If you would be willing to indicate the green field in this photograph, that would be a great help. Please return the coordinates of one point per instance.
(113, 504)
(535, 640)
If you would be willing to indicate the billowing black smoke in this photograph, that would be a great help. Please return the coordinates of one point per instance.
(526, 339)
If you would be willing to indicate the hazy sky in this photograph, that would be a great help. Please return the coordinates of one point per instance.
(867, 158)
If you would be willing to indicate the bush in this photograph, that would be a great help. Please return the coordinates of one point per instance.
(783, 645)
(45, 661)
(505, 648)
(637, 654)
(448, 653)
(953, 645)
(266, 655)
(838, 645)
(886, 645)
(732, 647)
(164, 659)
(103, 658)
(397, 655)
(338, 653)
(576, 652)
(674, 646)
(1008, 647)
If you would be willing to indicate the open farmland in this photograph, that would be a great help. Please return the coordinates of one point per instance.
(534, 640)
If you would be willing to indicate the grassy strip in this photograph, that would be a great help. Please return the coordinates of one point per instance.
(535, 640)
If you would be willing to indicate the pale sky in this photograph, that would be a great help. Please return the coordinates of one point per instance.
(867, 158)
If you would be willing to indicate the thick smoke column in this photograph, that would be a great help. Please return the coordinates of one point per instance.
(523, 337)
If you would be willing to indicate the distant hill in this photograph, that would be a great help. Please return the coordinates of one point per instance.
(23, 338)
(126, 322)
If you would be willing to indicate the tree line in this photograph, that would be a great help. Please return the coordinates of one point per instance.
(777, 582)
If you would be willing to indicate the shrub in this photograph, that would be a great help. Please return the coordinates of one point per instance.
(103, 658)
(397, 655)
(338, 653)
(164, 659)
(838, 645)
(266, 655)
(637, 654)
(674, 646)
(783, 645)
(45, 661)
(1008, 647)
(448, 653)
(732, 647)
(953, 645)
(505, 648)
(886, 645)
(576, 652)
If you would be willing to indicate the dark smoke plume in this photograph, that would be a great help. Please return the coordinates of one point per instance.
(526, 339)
□ □ □
Transcription of all the material must be exact.

Reply to the exercise:
If you would be willing to indicate the green field in this photograph, that would be a great help. Please return the coordinates of one point per instance.
(113, 504)
(535, 640)
If you would be willing to indicate the billowing black smoke in this photograph, that would be a great help. Please return the coordinates of one point per instance.
(526, 339)
If you would be willing to indicate the hazy sky in this photograph, that would be a great help. Please return the coordinates of one point per instance.
(867, 158)
If you would be willing to indicate the bush in this photograph, that would be a great help. Please return the coordinates of one point per instance.
(783, 645)
(45, 661)
(505, 648)
(637, 654)
(448, 653)
(953, 645)
(266, 655)
(838, 645)
(886, 645)
(732, 647)
(164, 659)
(103, 658)
(397, 655)
(338, 653)
(576, 652)
(674, 646)
(1008, 647)
If you would be willing to indicate the open farmland in this photograph, that would be a great help. Please return the coordinates of one point per instance.
(534, 640)
If you would be willing to indicate the grassy strip in this photograph, that would be a great help. Please return the coordinates of one point per instance.
(535, 640)
If you would be willing to indicate the pale sky in this photograph, that would be a great help. Please return the coordinates of one point per instance.
(867, 158)
If you would be willing to indicate the thick smoke column in this photograph, that would be a great help. Please return the coordinates of one point per instance.
(523, 337)
If you would be willing to indicate the distant hill in this photograph, that would be a great help. Please return the coordinates of one point per instance.
(23, 338)
(126, 322)
If you would be willing to indicate the tree line in this photograph, that would be a great help. Please return the coordinates of one point per instance.
(777, 582)
If you would be willing to indicate the shrub in this photograph, that would be a great help. Please return the coordinates of one point per instance.
(103, 658)
(397, 655)
(338, 653)
(164, 659)
(838, 645)
(266, 655)
(637, 654)
(674, 646)
(783, 645)
(45, 661)
(1008, 647)
(448, 653)
(732, 647)
(953, 645)
(505, 648)
(886, 645)
(576, 652)
If you would be willing to indicate the dark smoke plume in this photograph, that would be a great help. Please return the coordinates of one point per instance.
(526, 339)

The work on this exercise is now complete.